Extracted entries below:

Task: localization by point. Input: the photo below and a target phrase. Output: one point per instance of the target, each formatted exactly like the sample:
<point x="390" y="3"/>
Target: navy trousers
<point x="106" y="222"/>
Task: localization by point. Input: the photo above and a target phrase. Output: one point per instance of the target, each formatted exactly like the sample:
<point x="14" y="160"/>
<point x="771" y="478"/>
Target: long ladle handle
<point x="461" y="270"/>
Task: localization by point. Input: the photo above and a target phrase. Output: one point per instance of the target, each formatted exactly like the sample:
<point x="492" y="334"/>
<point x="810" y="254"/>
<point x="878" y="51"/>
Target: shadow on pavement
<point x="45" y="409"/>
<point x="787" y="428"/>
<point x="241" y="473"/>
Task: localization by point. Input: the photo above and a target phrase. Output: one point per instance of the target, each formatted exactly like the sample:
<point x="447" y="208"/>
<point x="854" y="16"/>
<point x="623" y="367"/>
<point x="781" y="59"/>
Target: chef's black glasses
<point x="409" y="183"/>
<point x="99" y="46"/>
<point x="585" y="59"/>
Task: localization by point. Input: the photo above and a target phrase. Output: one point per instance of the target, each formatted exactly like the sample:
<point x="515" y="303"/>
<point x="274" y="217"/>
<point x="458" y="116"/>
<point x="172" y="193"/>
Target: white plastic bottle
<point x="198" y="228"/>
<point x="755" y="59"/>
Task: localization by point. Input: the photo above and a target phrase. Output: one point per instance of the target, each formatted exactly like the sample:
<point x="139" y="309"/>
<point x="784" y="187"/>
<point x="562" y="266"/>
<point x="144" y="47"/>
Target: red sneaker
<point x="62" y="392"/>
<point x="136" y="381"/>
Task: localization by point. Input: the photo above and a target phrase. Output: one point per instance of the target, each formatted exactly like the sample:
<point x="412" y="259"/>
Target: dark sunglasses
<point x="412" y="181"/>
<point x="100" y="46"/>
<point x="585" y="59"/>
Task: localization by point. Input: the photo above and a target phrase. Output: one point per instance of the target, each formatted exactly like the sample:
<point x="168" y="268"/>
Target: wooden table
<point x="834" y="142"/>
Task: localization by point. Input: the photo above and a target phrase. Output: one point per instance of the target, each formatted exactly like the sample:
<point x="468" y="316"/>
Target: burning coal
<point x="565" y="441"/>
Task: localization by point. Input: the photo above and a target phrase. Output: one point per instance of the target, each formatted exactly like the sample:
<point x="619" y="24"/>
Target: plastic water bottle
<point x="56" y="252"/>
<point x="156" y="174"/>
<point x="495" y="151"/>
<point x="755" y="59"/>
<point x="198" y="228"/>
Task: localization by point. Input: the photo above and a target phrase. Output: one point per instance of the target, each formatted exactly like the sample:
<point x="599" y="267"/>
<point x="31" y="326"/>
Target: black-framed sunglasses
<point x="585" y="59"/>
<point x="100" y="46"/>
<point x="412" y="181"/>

End of Extracted entries.

▶ _Activity_
Reproduce the full listing above, character for character.

▶ _Exercise response_
Task: localization by point. Input: the photo below and a target phrase. Output: one point per instance of the target, each formatted exactly like the sample:
<point x="390" y="3"/>
Target: navy trousers
<point x="106" y="222"/>
Task: localization by point. Input: the photo above and a target phrase. Output: one point per instance of the target, each formatted exactly like the sample:
<point x="14" y="160"/>
<point x="771" y="478"/>
Target: long ladle handle
<point x="461" y="270"/>
Task: localization by point. Input: the photo above and a target phrase. Output: one point per instance of the target, each formatted exactly like the sample:
<point x="492" y="334"/>
<point x="810" y="254"/>
<point x="878" y="51"/>
Target: shadow on pavement
<point x="45" y="409"/>
<point x="787" y="428"/>
<point x="241" y="473"/>
Task: localization by point. Input: the photo above and a target phrase. Output: one point per instance of the target, each formatted exactly like the sample:
<point x="447" y="208"/>
<point x="854" y="16"/>
<point x="623" y="367"/>
<point x="781" y="59"/>
Target: chef's black glasses
<point x="409" y="183"/>
<point x="99" y="46"/>
<point x="585" y="59"/>
Task: localization by point. Input: the photo above and a target phrase. Output: one point per instance of the target, each formatted exactly like the sample:
<point x="515" y="303"/>
<point x="274" y="217"/>
<point x="458" y="116"/>
<point x="172" y="193"/>
Target: white plastic bottle
<point x="198" y="228"/>
<point x="755" y="59"/>
Task: localization by point. Input: the photo above and a target phrase. Output: one point per instance of the target, each formatted exactly like the sample:
<point x="139" y="309"/>
<point x="784" y="187"/>
<point x="562" y="266"/>
<point x="144" y="47"/>
Target: red sneaker
<point x="62" y="392"/>
<point x="136" y="381"/>
Task: localization by point. Input: the photo above and a target phrase. Output: one point per instance of the target, each formatted exactly like the sample:
<point x="412" y="259"/>
Target: dark sunglasses
<point x="412" y="181"/>
<point x="100" y="46"/>
<point x="585" y="59"/>
Task: localization by point. Input: the photo above and a target phrase. Output: one point per instance of the target, each formatted exactly like the sample:
<point x="168" y="268"/>
Target: wooden table
<point x="834" y="142"/>
Task: localization by point. Input: the photo above and a target phrase. Output: one point per instance of the target, each formatted exactly like the sample:
<point x="468" y="316"/>
Target: burning coal
<point x="565" y="441"/>
Task: localization by point. Input: the photo above and a target phrase. Output: one point per instance of the target, each formatted exactly like the sample:
<point x="619" y="24"/>
Target: plastic water bottle
<point x="56" y="252"/>
<point x="156" y="174"/>
<point x="495" y="151"/>
<point x="755" y="59"/>
<point x="198" y="228"/>
Task: localization by point. Input: the photo above and a target phrase. Output: one point per instance of the target, each formatted exactly like the sample:
<point x="599" y="267"/>
<point x="31" y="326"/>
Target: black-framed sunglasses
<point x="585" y="59"/>
<point x="100" y="46"/>
<point x="412" y="181"/>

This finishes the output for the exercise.